## REQUIREMENTS
Transcribe every line exactly and omit anything that is a picture.
━━ RECORDS FOR PROCESSING ━━
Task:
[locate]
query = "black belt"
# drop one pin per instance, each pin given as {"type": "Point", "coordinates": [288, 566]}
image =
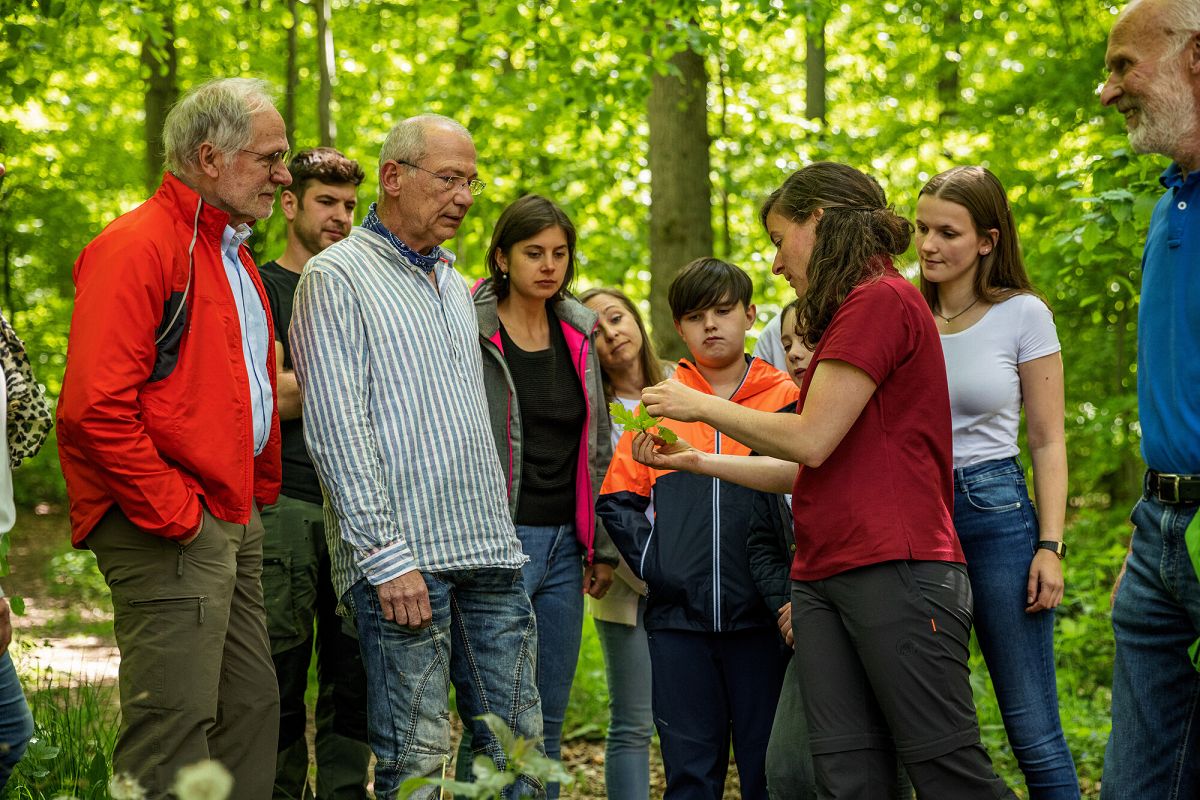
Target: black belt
{"type": "Point", "coordinates": [1173, 489]}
━━━
## SOLUTION FOR THIS EXERCISE
Task:
[locate]
query = "black belt"
# drop one pin per instance, each pin given as {"type": "Point", "coordinates": [288, 566]}
image =
Target: black belt
{"type": "Point", "coordinates": [1173, 489]}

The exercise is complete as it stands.